EXTRACTED TEXT:
----------------
# saw stop



## 3285jeff (Sep 12, 2013)

im thinking about biting the bullet and getting a saw stop table saw,,can anyone tell me what the difference is between the contractor saw and the professional,,,the 1.75 horse power,,i know the professional come with some extras that the contractor saw doesn't,,but you can add them at a later date,,im getting it for my own personal use,,but this will be the last saw I purchase,,and the safety features are outstanding,,can anyone also comment on the fence system that the contractor saw comes with,,thank you


----------



## wapakfred (Jul 29, 2011)

Take a look at this link. I'll offer my opinion: Sawstops are expensive, but generally the PCS is a very competitively price…the contractor saw is not (again, my opinion). You get quite a bit more with the PCS and it is a good choice. (from a SS ICS owner). The improved fence available on the PCS is worth the upgrade (don't forget the mobile base…I'd go with the ICS model though).


----------



## HarveyM (Nov 11, 2012)

I can't comment on the fences, but the Professional has the smaller footprint. Additionally, if you check the reviews here, the Professional gets slightly better ratings than the contractor. I believe the Professional can be retrofitted with the 3hp 220 volt motor, if you decide you need more grunt (http://lumberjocks.com/Manitario/blog/40229). Finally check out knotscott's table saw guide on the design trade offs in contractor vs cabinet saw http://lumberjocks.com/knotscott/blog/32154


----------



## johnstoneb (Jun 14, 2012)
----------------
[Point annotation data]
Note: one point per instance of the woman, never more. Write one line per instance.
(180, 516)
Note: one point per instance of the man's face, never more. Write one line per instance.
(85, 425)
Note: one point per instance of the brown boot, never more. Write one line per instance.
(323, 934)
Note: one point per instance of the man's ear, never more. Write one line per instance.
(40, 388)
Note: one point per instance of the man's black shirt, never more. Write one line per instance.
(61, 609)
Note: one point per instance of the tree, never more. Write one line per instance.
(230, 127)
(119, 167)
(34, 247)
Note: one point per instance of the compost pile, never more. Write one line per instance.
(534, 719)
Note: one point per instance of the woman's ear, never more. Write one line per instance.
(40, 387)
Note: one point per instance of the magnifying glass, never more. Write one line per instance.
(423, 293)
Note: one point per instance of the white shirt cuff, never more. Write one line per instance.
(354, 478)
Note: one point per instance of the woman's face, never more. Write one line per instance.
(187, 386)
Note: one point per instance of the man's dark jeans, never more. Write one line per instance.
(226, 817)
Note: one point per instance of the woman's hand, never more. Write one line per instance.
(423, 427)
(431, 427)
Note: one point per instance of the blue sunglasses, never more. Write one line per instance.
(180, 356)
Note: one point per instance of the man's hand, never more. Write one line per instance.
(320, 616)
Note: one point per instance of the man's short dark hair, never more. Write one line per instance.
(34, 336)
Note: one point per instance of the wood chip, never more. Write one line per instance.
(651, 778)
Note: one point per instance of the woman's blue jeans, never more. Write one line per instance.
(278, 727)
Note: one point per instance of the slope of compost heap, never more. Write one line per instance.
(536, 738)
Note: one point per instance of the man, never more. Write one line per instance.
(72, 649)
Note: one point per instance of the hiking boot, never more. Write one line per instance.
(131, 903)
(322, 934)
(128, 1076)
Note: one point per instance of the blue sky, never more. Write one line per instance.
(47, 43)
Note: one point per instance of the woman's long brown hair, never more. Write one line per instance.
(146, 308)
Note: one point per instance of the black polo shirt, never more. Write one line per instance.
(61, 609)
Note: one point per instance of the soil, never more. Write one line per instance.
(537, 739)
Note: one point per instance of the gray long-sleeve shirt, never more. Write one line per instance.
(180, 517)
----------------
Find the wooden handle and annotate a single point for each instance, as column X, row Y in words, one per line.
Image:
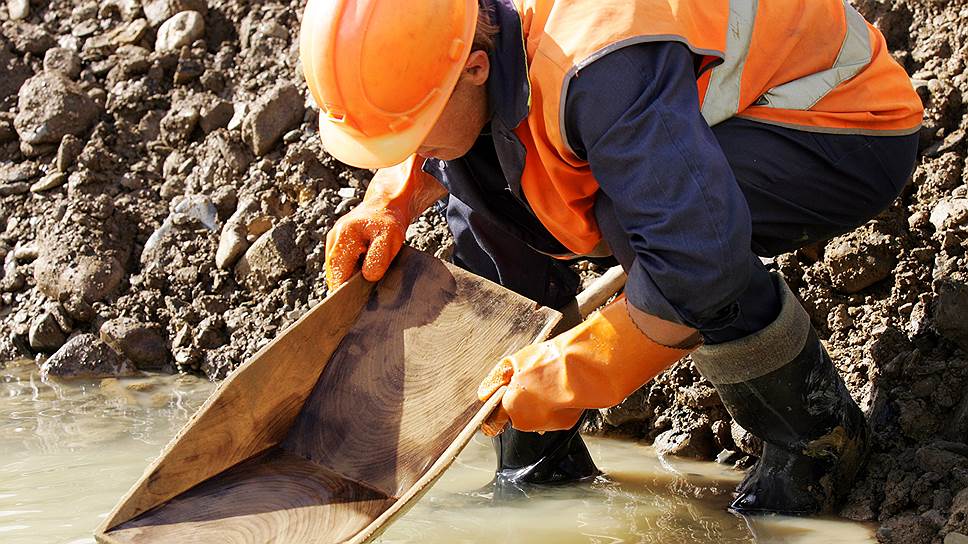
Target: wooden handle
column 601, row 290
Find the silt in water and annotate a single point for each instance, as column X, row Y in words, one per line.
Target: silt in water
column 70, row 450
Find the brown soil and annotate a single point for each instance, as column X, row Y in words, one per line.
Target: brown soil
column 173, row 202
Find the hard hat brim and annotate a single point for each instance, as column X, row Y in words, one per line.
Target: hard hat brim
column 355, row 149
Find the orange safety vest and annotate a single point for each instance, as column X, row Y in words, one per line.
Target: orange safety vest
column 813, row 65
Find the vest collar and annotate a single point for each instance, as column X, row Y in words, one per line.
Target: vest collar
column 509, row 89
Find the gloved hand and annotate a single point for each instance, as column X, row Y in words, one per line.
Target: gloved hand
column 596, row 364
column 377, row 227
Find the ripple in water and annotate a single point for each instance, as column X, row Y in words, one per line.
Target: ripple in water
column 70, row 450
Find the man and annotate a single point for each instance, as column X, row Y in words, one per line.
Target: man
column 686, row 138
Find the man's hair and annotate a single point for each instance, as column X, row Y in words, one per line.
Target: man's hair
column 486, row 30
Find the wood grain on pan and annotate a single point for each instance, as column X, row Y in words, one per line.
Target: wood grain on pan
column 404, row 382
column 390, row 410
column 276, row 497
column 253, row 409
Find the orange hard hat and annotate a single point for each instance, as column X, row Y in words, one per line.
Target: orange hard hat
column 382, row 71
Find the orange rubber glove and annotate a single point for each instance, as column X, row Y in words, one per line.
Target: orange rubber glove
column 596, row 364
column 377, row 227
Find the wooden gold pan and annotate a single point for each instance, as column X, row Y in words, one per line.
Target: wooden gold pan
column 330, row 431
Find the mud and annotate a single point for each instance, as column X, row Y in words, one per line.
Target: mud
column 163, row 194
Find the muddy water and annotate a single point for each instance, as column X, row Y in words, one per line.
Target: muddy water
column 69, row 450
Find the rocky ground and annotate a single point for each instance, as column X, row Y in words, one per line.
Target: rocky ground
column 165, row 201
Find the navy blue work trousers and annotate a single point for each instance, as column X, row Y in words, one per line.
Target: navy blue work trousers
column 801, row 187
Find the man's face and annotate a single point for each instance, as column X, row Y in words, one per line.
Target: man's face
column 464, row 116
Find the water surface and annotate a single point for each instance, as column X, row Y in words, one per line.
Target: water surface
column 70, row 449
----------------
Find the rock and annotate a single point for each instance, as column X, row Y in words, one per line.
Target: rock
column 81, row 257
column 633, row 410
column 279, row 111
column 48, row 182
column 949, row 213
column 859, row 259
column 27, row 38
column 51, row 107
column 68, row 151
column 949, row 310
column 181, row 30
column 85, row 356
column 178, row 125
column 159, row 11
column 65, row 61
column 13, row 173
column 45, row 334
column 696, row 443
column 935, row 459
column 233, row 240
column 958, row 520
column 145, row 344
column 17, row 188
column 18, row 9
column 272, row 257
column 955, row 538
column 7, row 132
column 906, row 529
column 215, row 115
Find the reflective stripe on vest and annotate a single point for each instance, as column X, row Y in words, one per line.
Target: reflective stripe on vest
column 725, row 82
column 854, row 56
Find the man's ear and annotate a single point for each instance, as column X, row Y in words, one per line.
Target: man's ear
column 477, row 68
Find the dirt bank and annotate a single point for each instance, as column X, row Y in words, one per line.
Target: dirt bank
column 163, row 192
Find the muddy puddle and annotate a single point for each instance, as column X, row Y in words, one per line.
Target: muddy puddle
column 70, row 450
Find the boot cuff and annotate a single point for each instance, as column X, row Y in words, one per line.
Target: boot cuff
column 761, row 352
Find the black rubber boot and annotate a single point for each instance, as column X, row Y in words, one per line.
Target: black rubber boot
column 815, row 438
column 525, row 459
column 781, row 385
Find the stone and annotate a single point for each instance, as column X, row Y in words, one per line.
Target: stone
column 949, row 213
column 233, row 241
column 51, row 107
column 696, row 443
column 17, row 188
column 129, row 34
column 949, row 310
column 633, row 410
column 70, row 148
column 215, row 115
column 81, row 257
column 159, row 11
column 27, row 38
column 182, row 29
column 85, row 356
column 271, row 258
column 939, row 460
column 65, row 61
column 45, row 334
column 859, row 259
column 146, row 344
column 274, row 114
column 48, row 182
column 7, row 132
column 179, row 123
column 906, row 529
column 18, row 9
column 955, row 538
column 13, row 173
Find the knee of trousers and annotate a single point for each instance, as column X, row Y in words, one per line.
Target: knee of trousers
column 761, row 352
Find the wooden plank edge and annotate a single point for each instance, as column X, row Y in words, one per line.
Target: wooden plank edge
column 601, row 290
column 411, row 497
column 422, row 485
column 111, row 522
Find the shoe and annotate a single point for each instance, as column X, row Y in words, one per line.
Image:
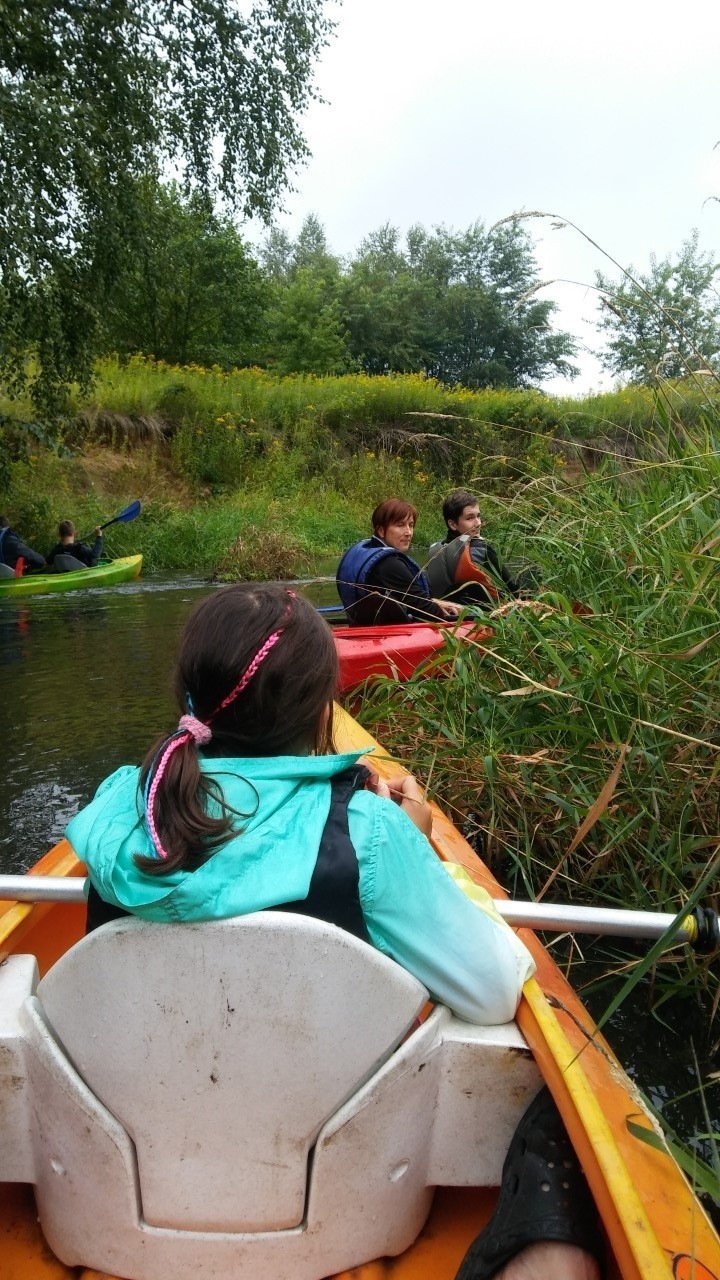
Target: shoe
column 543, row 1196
----------------
SET OF TASKS:
A - Give back the saw stop forum thread word for word.
B - Retype only the part of the listing running from the line containing "Find the wooden gold" down to the line containing "column 69, row 450", with both of those lines included.

ANSWERS FOR THIS EXERCISE:
A -
# saw stop



## 3285jeff (Sep 12, 2013)

im thinking about biting the bullet and getting a saw stop table saw,,can anyone tell me what the difference is between the contractor saw and the professional,,,the 1.75 horse power,,i know the professional come with some extras that the contractor saw doesn't,,but you can add them at a later date,,im getting it for my own personal use,,but this will be the last saw I purchase,,and the safety features are outstanding,,can anyone also comment on the fence system that the contractor saw comes with,,thank you


----------



## wapakfred (Jul 29, 2011)

Take a look at this link. I'll offer my opinion: Sawstops are expensive, but generally the PCS is a very competitively price…the contractor saw is not (again, my opinion). You get quite a bit more with the PCS and it is a good choice. (from a SS ICS owner). The improved fence available on the PCS is worth the upgrade (don't forget the mobile base…I'd go with the ICS model though).


----------



## HarveyM (Nov 11, 2012)

I can't comment on the fences, but the Professional has the smaller footprint. Additionally, if you check the reviews here, the Professional gets slightly better ratings than the contractor. I believe the Professional can be retrofitted with the 3hp 220 volt motor, if you decide you need more grunt (http://lumberjocks.com/Manitario/blog/40229). Finally check out knotscott's table saw guide on the design trade offs in contractor vs cabinet saw http://lumberjocks.com/knotscott/blog/32154


----------



## johnstoneb (Jun 14, 2012)

B -
Find the wooden gold pan and annotate a single point for each instance, as column X, row Y in words, one per line.
Target: wooden gold pan
column 330, row 431
Find the mud and annotate a single point for each instance, as column X, row Y in words, one per line.
Target: mud
column 163, row 194
Find the muddy water and annotate a single point for each instance, as column X, row Y in words, one per line.
Target: muddy water
column 69, row 450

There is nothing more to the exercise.